» Task description:
Set down the material below in full, matching it exactly.

--

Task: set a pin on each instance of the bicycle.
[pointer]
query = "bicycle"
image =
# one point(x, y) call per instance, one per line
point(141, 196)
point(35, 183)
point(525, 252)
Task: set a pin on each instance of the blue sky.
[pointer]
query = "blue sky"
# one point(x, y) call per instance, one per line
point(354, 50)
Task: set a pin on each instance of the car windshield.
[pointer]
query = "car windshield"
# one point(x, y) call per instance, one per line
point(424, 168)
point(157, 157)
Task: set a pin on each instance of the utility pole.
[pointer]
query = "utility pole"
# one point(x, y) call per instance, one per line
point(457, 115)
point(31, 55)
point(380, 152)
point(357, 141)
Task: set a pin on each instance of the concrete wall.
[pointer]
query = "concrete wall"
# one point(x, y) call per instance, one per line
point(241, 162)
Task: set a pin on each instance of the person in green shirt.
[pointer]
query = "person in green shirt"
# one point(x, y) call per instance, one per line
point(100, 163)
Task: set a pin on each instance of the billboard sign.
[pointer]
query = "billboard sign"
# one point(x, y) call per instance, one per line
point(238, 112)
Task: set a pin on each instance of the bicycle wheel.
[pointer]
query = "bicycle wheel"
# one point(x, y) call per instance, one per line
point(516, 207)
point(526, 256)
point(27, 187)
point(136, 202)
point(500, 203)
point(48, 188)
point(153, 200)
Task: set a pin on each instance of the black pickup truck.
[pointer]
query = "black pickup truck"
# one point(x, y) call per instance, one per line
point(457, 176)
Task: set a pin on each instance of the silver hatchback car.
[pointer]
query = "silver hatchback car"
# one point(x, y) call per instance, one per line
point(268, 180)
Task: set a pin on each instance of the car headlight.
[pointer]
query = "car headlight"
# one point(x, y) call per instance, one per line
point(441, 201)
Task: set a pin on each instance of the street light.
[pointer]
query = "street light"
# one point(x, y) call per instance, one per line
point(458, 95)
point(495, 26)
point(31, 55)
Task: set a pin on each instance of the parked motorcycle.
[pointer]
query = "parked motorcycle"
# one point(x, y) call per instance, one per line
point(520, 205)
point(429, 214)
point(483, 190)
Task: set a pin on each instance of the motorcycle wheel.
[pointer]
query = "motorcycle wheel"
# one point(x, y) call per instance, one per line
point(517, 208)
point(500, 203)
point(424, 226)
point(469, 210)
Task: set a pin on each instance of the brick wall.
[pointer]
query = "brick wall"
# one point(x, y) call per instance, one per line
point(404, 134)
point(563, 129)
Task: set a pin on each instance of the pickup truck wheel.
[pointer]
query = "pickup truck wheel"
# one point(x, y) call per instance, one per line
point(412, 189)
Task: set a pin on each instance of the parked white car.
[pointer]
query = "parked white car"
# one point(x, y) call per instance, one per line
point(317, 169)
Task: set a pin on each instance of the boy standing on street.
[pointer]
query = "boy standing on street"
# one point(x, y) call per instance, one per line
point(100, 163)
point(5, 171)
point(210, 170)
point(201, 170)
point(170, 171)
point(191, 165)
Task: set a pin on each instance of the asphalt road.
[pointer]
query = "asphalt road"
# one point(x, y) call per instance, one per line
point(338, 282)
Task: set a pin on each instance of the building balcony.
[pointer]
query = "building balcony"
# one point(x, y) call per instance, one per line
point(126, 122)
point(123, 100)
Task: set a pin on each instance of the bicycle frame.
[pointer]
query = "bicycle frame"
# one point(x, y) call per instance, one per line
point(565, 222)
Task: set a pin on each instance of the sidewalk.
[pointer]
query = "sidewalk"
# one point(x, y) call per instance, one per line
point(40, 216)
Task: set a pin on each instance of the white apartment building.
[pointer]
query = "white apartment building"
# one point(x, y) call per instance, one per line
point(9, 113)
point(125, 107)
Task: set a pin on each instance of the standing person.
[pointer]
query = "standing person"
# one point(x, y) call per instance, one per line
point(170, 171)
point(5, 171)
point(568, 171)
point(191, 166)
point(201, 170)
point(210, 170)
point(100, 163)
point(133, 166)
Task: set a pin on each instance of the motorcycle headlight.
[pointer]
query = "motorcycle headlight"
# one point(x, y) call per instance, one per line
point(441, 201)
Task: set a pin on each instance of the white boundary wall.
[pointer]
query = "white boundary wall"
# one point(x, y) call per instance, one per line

--

» The reply:
Task: set a pin on each instance of the bicycle.
[pointer]
query = "bicycle"
image =
# one point(x, y) call per instance, one per line
point(141, 196)
point(35, 183)
point(525, 252)
Task: set a pin on each instance of the blue sky.
[pointer]
query = "blue sky"
# one point(x, y) call per instance, one per line
point(354, 50)
Task: set a pin on each instance of the car windshield.
[pointer]
query = "car windshield"
# one point(x, y) call per instance, one per line
point(424, 168)
point(157, 157)
Task: set a pin on each instance of the utility pole.
[pointer]
query = "utility pole"
# one point(x, y) call per instance, one per line
point(457, 115)
point(31, 55)
point(380, 152)
point(357, 141)
Task: set a pin on each instance of the concrete wall.
[pointer]
query = "concrete wall"
# one point(x, y) call per instance, one per line
point(241, 162)
Task: set a pin on each instance of the person in green shirt.
[pointer]
query = "person in green shirt"
# one point(x, y) call per instance, one per line
point(100, 163)
Task: set a pin on each instance of the billboard sign.
[pointer]
query = "billboard sign"
# one point(x, y) call per instance, one per line
point(238, 112)
Task: set a pin on each instance of the bicycle wheel.
[pointer]
query = "bicycle wheel"
# one point(x, y) call per instance, one per line
point(516, 207)
point(526, 256)
point(27, 187)
point(136, 202)
point(500, 203)
point(48, 188)
point(153, 200)
Task: set a pin on each instance of the black pickup truck.
[pointer]
query = "black pickup truck"
# one point(x, y) call per instance, one per line
point(457, 176)
Task: set a pin on each instance of the silver hatchback car.
[pointer]
query = "silver hatchback car"
# one point(x, y) call per instance, one per line
point(268, 180)
Task: set a pin on each instance of the car headlight.
[pointer]
query = "car headlight"
# one point(x, y) call per instance, one per line
point(441, 201)
Task: set a pin on each instance of the street light.
[pointer]
query = "street light"
# one point(x, y) call per instance, one per line
point(458, 95)
point(495, 26)
point(31, 55)
Task: set a pin on each instance of the parked motorcycle.
[pointer]
query = "parked motorcycle"
# one point(x, y) call per instance, one per line
point(520, 205)
point(429, 214)
point(483, 190)
Task: set a pin on each instance of the motorcycle wheel.
[pointer]
query = "motorcycle wheel"
# one point(x, y) call per instance, one per line
point(517, 208)
point(500, 203)
point(424, 226)
point(469, 210)
Task: set a pin on each instance of the brick wall.
[pointer]
query = "brick wall"
# one point(x, y) call per instance, one per line
point(404, 134)
point(563, 129)
Task: set a pin on each instance of the pickup truck wheel.
[pointer]
query = "pickup truck wheel"
# one point(x, y) call per instance, one per line
point(412, 189)
Task: set a pin on each instance of the parked white car.
[pointer]
query = "parked white car"
# one point(x, y) call per instance, one per line
point(317, 169)
Task: set a pin on each instance of the boy standing on street.
[pointer]
query = "boy standing on street"
# one point(x, y) call per instance, one per line
point(100, 163)
point(5, 171)
point(210, 170)
point(201, 170)
point(170, 171)
point(191, 165)
Task: set a pin on each instance of the asphalt road.
[pointer]
query = "asphalt road"
# one point(x, y) call per instance, one per line
point(338, 282)
Task: set a pin on each instance of the building balcony.
[pointer]
query = "building balcony"
# one point(x, y) call per instance, one per line
point(126, 122)
point(123, 100)
Task: set a pin on each instance of the bicycle frame.
[pointer]
query = "bicycle frame"
# one point(x, y) call per instance, one per line
point(565, 222)
Task: set a pin on each instance of the sidewalk.
[pointer]
query = "sidewalk"
# one point(x, y) call per instance, one per line
point(40, 216)
Task: set a pin on each instance of the white apartment building.
[pointer]
query = "white apartment building"
# one point(x, y) call per instance, one per line
point(9, 113)
point(125, 107)
Task: set a pin on each instance of the standing person.
[pointer]
query = "standing person"
# one point(x, y) call per instance, one per line
point(170, 171)
point(5, 171)
point(568, 171)
point(191, 166)
point(201, 170)
point(210, 170)
point(100, 163)
point(133, 166)
Task: set a pin on each instance of the motorcycle headlight.
[pointer]
query = "motorcycle headlight"
# one point(x, y) call per instance, one per line
point(441, 201)
Task: set a pin on each instance of the white boundary wall.
[pointer]
query = "white boundary wall"
# one point(x, y) call per instance, one per line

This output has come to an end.